(Data items)
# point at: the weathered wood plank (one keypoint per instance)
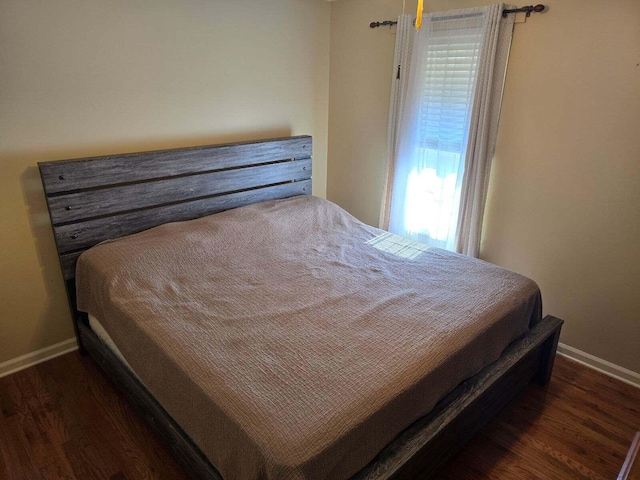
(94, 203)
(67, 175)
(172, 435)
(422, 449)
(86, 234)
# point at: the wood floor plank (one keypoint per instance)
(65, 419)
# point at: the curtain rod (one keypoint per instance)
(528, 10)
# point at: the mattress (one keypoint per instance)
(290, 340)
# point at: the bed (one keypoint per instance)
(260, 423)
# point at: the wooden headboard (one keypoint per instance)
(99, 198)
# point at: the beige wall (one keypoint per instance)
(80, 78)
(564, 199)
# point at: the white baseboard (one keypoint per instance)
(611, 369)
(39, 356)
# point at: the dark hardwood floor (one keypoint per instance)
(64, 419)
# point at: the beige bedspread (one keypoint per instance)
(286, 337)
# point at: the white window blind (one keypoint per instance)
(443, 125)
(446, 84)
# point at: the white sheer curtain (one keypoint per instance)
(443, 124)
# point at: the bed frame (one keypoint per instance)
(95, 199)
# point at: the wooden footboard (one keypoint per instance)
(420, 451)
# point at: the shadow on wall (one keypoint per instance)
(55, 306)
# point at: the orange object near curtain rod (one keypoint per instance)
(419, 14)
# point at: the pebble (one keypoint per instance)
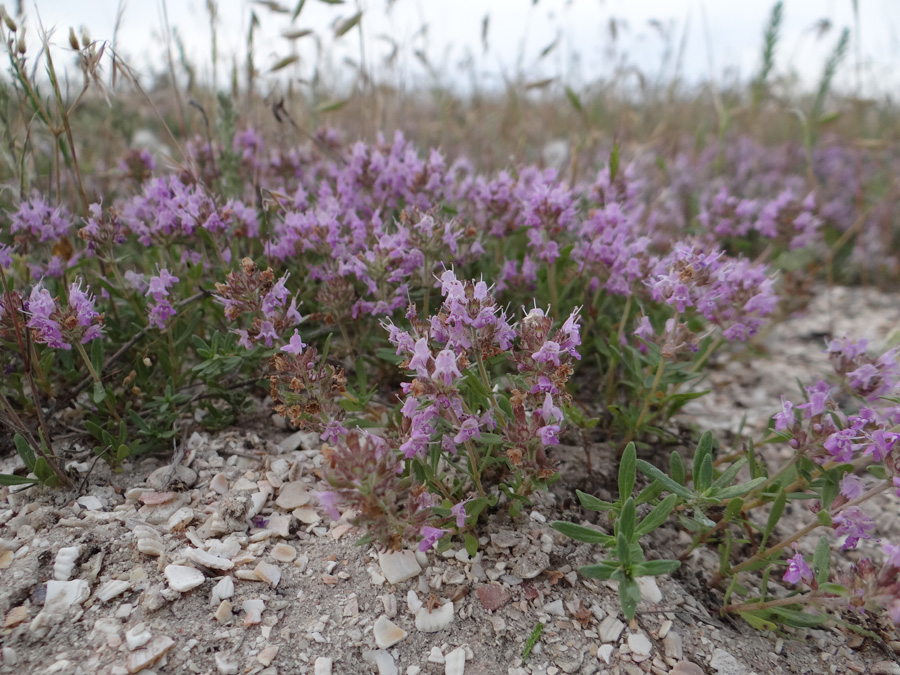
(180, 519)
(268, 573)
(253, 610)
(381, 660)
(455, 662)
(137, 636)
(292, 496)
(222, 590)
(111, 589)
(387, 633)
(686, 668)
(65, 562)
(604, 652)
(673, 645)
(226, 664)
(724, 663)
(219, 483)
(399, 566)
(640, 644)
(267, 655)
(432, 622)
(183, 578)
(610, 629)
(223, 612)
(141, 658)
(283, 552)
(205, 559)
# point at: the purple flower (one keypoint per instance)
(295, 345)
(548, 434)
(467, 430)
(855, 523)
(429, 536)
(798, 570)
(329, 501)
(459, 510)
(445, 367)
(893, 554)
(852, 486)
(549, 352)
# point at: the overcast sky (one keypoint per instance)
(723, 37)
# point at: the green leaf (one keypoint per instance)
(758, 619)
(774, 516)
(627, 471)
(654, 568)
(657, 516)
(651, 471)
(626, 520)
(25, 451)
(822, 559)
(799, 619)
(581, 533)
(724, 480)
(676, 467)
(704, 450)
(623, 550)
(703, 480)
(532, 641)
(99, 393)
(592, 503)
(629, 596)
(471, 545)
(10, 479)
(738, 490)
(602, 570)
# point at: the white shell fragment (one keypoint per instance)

---

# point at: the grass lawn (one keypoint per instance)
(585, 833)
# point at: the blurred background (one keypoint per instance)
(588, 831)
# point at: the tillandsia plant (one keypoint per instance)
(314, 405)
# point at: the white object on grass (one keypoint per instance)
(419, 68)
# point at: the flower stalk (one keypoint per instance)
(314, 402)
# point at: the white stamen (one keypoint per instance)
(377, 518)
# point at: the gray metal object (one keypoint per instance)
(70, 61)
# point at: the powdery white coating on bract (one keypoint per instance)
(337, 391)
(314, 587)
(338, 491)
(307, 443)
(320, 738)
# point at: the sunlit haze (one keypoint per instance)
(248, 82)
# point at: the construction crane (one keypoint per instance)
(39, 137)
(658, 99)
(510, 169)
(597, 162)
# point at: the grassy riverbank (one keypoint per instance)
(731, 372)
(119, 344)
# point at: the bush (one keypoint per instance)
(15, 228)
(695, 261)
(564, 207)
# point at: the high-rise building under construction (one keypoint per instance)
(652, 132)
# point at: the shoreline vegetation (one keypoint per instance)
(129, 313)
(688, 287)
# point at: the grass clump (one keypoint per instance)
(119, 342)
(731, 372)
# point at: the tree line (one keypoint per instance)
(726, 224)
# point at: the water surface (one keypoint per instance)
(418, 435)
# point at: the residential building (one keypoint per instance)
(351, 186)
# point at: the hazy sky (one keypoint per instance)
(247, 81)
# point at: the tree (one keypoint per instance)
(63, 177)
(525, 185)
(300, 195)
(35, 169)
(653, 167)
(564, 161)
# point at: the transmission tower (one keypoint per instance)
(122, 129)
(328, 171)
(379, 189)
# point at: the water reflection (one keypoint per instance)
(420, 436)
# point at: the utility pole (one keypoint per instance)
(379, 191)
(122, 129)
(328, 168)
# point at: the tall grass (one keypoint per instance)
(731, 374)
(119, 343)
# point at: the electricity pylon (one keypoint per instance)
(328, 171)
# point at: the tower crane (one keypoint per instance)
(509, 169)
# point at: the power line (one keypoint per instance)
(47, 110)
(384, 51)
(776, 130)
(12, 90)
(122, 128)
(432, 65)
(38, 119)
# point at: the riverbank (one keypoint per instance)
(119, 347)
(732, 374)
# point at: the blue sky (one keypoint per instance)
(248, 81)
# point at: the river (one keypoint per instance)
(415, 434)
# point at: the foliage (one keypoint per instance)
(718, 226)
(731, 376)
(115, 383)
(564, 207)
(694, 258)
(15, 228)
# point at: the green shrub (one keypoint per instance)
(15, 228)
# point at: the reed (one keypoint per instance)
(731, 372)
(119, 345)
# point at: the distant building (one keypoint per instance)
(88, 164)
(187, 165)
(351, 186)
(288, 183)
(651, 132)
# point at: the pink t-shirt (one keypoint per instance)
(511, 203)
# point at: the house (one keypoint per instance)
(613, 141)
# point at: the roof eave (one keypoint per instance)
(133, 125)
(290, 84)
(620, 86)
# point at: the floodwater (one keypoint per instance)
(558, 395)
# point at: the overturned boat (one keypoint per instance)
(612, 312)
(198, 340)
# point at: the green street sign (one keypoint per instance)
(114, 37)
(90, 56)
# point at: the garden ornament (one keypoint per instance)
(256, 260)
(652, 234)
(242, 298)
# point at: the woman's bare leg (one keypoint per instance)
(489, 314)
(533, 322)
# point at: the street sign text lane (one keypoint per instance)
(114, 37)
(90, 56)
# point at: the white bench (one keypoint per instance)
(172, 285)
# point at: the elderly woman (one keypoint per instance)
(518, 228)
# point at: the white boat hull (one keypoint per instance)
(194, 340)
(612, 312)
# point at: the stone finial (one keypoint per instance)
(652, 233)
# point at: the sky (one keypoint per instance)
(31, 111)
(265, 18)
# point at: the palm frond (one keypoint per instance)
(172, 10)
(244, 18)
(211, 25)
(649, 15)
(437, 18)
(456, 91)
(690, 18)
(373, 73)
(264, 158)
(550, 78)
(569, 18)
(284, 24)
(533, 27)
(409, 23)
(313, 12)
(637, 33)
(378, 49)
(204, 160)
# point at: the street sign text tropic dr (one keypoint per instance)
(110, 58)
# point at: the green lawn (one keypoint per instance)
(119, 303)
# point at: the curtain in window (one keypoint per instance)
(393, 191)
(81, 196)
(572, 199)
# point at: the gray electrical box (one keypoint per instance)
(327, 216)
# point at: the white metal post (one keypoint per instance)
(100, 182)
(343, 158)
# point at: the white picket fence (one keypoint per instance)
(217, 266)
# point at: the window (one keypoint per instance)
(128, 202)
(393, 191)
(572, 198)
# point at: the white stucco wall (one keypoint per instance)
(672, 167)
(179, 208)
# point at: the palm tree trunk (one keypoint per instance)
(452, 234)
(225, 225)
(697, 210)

Description of the task - Filter the rows above, keeping every line that contains the word "object".

Output of the exercise -
# point at: the orange object near curtain rod (one keypoint per instance)
# point at: the white object on grass (one keypoint per instance)
# point at: the gray metal object (one keypoint per instance)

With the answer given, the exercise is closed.